In the records below, take the line containing "Where can you see the egg with letter a?" and every line following it, and write them out exactly.

# MATERIAL SUPPLIED:

● ● ● ● ●

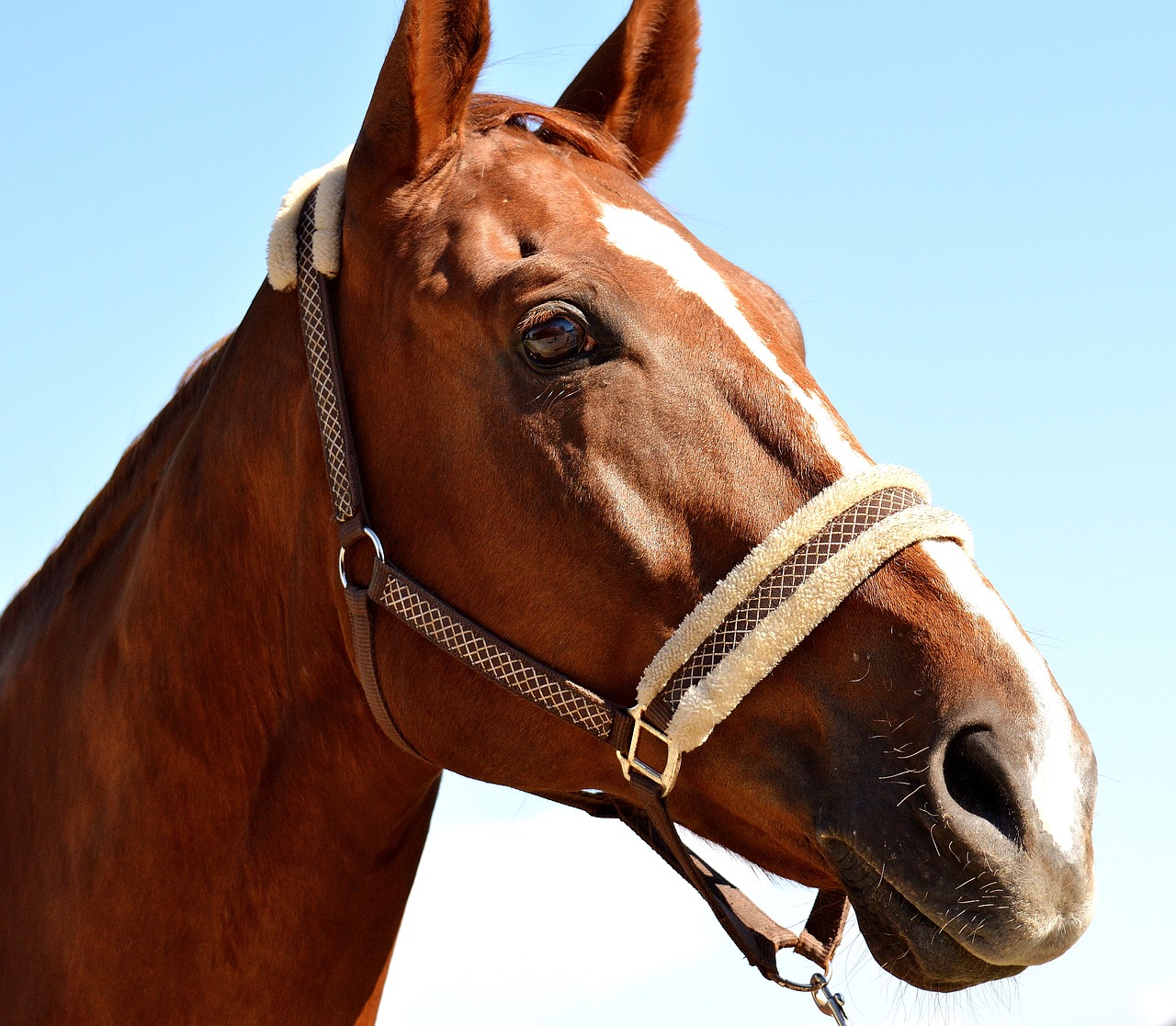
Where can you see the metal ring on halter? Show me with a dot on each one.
(343, 555)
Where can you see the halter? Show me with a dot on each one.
(765, 606)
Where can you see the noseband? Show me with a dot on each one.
(765, 606)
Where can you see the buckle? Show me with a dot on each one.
(664, 777)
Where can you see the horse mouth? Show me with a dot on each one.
(906, 941)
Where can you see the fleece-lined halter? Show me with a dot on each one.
(765, 606)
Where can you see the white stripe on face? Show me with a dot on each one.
(639, 235)
(1057, 789)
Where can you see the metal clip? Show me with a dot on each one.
(663, 778)
(832, 1005)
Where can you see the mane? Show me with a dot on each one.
(551, 125)
(137, 472)
(130, 484)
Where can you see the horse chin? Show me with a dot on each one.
(903, 939)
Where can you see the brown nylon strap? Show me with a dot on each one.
(752, 930)
(326, 377)
(748, 926)
(492, 657)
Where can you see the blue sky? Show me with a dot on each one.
(973, 213)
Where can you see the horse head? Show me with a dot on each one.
(574, 419)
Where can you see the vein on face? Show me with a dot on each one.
(639, 235)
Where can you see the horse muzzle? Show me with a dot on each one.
(966, 884)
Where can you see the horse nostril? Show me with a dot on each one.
(978, 782)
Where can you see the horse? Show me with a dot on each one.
(571, 420)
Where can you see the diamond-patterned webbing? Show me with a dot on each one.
(495, 660)
(322, 377)
(781, 583)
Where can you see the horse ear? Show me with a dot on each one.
(638, 84)
(424, 89)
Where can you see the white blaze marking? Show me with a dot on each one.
(639, 235)
(1057, 789)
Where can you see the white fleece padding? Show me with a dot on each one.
(281, 257)
(763, 559)
(713, 698)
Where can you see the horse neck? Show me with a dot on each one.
(185, 740)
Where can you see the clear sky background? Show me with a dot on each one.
(971, 209)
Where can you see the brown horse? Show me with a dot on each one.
(571, 421)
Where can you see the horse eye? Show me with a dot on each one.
(557, 339)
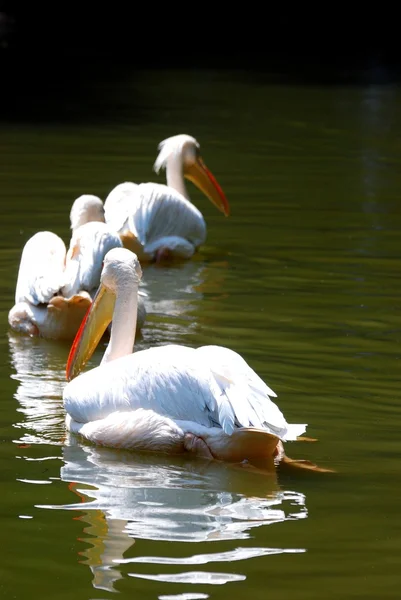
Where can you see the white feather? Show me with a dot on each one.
(88, 247)
(172, 146)
(40, 274)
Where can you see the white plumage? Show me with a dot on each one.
(55, 287)
(156, 220)
(169, 398)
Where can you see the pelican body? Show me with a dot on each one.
(171, 398)
(158, 221)
(54, 287)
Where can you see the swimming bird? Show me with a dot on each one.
(159, 222)
(170, 398)
(55, 287)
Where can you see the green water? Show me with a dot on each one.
(302, 280)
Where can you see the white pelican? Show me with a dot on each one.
(55, 287)
(158, 221)
(168, 398)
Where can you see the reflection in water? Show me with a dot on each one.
(40, 371)
(161, 498)
(172, 300)
(125, 496)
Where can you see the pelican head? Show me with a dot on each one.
(120, 278)
(86, 208)
(183, 151)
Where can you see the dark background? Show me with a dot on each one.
(50, 51)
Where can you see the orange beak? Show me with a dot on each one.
(200, 175)
(93, 326)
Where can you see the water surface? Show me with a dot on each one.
(302, 280)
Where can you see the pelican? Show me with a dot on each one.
(170, 398)
(159, 222)
(54, 287)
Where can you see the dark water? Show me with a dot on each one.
(302, 279)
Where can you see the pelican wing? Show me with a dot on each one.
(179, 383)
(40, 274)
(121, 202)
(164, 212)
(88, 247)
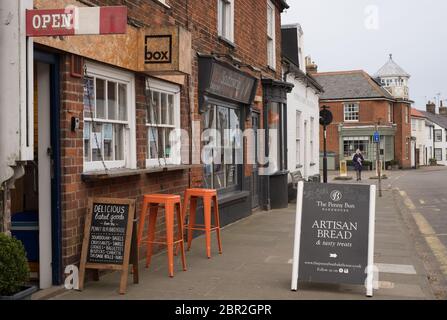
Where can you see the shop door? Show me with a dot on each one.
(44, 176)
(418, 157)
(47, 151)
(255, 183)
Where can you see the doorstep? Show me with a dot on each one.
(49, 293)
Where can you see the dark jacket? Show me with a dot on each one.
(358, 162)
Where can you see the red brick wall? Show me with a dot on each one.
(402, 144)
(200, 17)
(369, 113)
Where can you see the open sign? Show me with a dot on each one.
(76, 21)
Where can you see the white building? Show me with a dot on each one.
(422, 139)
(302, 107)
(438, 147)
(394, 79)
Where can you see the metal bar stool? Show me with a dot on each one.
(208, 196)
(170, 202)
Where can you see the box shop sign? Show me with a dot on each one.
(76, 21)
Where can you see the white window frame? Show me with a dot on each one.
(407, 114)
(129, 136)
(390, 113)
(225, 29)
(440, 135)
(311, 140)
(345, 112)
(168, 88)
(271, 38)
(298, 126)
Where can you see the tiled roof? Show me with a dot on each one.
(391, 69)
(416, 113)
(350, 85)
(440, 120)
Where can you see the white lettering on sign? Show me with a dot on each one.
(58, 20)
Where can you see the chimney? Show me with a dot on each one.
(311, 67)
(442, 110)
(431, 107)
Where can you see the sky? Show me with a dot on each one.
(360, 34)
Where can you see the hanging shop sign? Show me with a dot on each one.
(165, 50)
(334, 235)
(222, 80)
(110, 239)
(76, 21)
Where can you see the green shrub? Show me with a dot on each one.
(14, 269)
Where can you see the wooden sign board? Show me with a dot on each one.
(334, 235)
(110, 239)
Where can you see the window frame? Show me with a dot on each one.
(298, 139)
(106, 73)
(215, 104)
(355, 104)
(175, 90)
(271, 38)
(225, 31)
(440, 135)
(390, 113)
(440, 152)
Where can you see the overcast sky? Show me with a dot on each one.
(360, 34)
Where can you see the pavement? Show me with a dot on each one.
(257, 256)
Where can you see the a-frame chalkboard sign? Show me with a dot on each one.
(109, 239)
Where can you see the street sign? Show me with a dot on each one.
(109, 239)
(326, 117)
(343, 168)
(76, 21)
(334, 235)
(376, 137)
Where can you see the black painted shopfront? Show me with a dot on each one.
(226, 95)
(275, 174)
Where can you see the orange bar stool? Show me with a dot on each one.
(208, 196)
(171, 203)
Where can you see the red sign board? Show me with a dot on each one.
(76, 21)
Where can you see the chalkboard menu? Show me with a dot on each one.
(109, 238)
(108, 233)
(334, 236)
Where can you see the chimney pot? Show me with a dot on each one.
(431, 107)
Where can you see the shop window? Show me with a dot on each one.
(438, 135)
(109, 126)
(271, 35)
(390, 113)
(352, 144)
(351, 112)
(163, 123)
(312, 132)
(223, 147)
(298, 138)
(225, 19)
(274, 125)
(413, 125)
(438, 154)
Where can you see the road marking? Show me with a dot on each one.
(396, 268)
(436, 246)
(386, 285)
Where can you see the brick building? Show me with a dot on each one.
(105, 130)
(359, 102)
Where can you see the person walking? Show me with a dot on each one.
(358, 163)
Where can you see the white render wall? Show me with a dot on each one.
(440, 145)
(423, 140)
(306, 101)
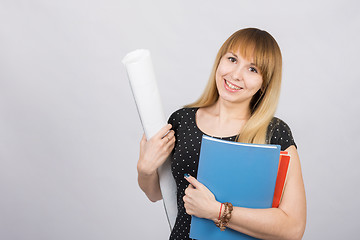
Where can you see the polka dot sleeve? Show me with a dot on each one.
(279, 133)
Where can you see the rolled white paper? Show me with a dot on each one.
(146, 94)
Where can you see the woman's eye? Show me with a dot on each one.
(232, 59)
(252, 69)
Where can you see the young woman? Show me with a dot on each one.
(238, 104)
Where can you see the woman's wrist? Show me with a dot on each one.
(215, 211)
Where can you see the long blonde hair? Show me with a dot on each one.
(264, 50)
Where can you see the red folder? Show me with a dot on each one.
(281, 177)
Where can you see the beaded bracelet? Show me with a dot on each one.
(223, 221)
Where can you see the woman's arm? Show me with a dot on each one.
(285, 222)
(153, 154)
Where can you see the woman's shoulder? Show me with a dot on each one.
(280, 133)
(182, 114)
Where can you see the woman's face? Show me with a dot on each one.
(237, 79)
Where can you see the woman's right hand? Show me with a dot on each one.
(153, 152)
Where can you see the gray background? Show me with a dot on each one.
(69, 130)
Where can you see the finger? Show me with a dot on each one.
(163, 131)
(168, 138)
(143, 140)
(171, 142)
(193, 181)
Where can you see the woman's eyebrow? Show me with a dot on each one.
(234, 54)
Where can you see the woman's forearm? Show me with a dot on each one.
(149, 183)
(271, 223)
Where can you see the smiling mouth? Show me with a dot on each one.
(231, 86)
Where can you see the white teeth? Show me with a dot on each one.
(232, 86)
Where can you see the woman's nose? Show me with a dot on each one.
(237, 74)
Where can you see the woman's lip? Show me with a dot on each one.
(232, 83)
(230, 89)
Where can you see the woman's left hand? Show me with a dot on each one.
(199, 201)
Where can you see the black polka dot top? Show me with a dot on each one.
(185, 157)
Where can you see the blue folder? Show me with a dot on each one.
(242, 174)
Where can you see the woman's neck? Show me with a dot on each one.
(226, 111)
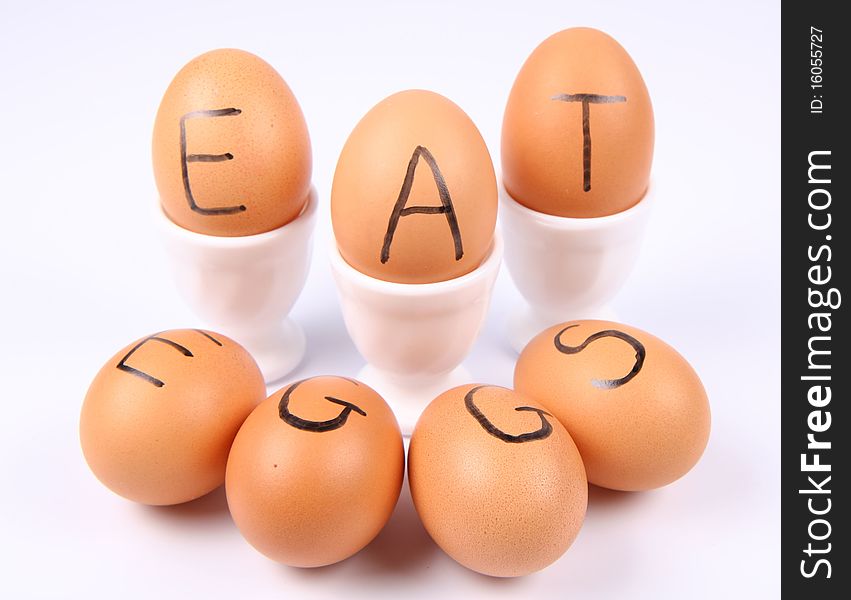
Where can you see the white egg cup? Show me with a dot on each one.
(414, 336)
(244, 287)
(567, 268)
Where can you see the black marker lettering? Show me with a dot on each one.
(209, 337)
(543, 432)
(586, 100)
(185, 159)
(640, 354)
(400, 210)
(123, 366)
(316, 426)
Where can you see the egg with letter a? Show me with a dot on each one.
(231, 150)
(636, 409)
(578, 132)
(414, 197)
(315, 471)
(496, 479)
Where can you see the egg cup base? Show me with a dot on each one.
(567, 268)
(408, 396)
(414, 337)
(244, 287)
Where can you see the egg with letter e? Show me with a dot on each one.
(315, 471)
(159, 418)
(577, 135)
(635, 408)
(496, 480)
(231, 150)
(414, 197)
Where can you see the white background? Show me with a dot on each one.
(83, 274)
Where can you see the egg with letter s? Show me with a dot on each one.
(231, 150)
(414, 197)
(636, 409)
(578, 132)
(497, 480)
(315, 471)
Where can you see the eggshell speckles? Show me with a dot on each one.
(315, 471)
(231, 149)
(414, 197)
(501, 490)
(636, 409)
(577, 136)
(159, 418)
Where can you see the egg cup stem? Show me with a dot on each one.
(414, 336)
(245, 286)
(567, 268)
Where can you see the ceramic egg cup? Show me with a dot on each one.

● ● ● ● ●

# EXERCISE SOLUTION:
Where can you see the egg with letter a? Show me with a dot on each one.
(231, 150)
(636, 409)
(578, 132)
(414, 197)
(315, 471)
(496, 479)
Where can you see the egg cup base? Show me with a dot on each one.
(567, 268)
(408, 396)
(414, 337)
(244, 287)
Where can you see the egg with letter e? Show me with a dot on each one.
(315, 471)
(159, 418)
(577, 135)
(635, 408)
(496, 480)
(231, 150)
(414, 197)
Where can you see the white background? Show me with a dot on each one.
(83, 274)
Where can you see the egg with letter s? Show me with a dot on each one.
(231, 150)
(414, 197)
(636, 409)
(578, 132)
(497, 480)
(315, 471)
Where can you see the eggshell speckles? Show me with a dot on each one.
(315, 471)
(231, 149)
(414, 197)
(501, 490)
(636, 409)
(577, 136)
(159, 418)
Where can you see the egg cup stem? Show me with a dot on each one.
(414, 336)
(245, 286)
(567, 268)
Where can you see the ceramic egg cup? Show me with a dot on each one.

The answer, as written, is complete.